When you reach the line containing "like x=89, y=98." in the data below, begin returning lines exactly as written, and stop once the line containing "In this exercise you will label every instance of the tree" has been returned.

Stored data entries
***

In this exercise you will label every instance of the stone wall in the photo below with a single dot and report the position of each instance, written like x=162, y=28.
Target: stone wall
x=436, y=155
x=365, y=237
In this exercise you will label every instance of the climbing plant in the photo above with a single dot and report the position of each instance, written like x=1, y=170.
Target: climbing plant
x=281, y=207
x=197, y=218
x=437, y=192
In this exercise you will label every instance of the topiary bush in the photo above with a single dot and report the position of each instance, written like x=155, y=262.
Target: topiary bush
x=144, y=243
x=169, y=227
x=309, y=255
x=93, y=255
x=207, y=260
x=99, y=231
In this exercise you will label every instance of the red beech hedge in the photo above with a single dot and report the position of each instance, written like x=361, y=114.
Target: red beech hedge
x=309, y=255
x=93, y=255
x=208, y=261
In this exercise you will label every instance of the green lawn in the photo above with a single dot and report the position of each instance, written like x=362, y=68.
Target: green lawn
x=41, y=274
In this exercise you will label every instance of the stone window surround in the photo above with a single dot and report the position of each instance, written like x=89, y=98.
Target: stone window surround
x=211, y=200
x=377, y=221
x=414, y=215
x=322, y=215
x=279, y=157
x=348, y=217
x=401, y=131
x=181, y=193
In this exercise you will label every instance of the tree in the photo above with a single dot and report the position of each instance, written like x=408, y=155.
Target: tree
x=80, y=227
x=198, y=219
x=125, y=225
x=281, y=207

***

## Response
In this exercise you will label every instance of the stone window surround in the photo above with a single dot and report the position of each instance, written like x=89, y=98.
Target: stone window surround
x=211, y=200
x=377, y=221
x=414, y=215
x=322, y=215
x=279, y=157
x=348, y=217
x=401, y=131
x=181, y=193
In this exercise you will label every instance of the tree in the photo above with a single dot and report the position of each instance, written like x=408, y=155.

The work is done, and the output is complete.